● Required action:
The whole listing is to be reproduced exactly as given.
┄┄┄┄┄┄┄┄┄┄
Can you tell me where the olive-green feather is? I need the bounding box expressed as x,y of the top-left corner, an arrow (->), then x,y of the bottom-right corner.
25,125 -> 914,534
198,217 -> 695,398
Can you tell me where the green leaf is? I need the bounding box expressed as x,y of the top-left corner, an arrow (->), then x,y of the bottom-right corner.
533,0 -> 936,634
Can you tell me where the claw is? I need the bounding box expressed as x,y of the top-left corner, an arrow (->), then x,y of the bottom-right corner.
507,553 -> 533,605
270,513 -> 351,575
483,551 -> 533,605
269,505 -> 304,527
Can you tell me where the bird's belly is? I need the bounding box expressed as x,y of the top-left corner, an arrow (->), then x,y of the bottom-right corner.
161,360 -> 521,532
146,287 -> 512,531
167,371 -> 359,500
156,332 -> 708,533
┄┄┄┄┄┄┄┄┄┄
● Answer for this exercise:
Can you tell me where the olive-green feather is? I need the bounding box expressed as x,y of the top-left corner, an arrow (->), then x,y of the bottom-right corner.
25,125 -> 914,534
198,217 -> 695,398
Can you tell me where the green leaf is? I need the bounding box expressed as x,y of the top-left corner, an arrow (->), then x,y of the bottom-right corner.
533,0 -> 936,634
Can you tell me where the claw is? I need the bounding box expressed as x,y of the top-left corner, an arrow (->), then x,y of the bottom-right corner.
507,553 -> 533,605
270,513 -> 351,575
483,551 -> 533,605
269,505 -> 304,527
Can you tell me where the bird's belly is? I need the bounding box expressed as x,y of the top-left corner, an arrow (->), then x,y of the bottom-right corner.
161,360 -> 521,532
146,287 -> 512,531
167,371 -> 359,500
156,332 -> 708,533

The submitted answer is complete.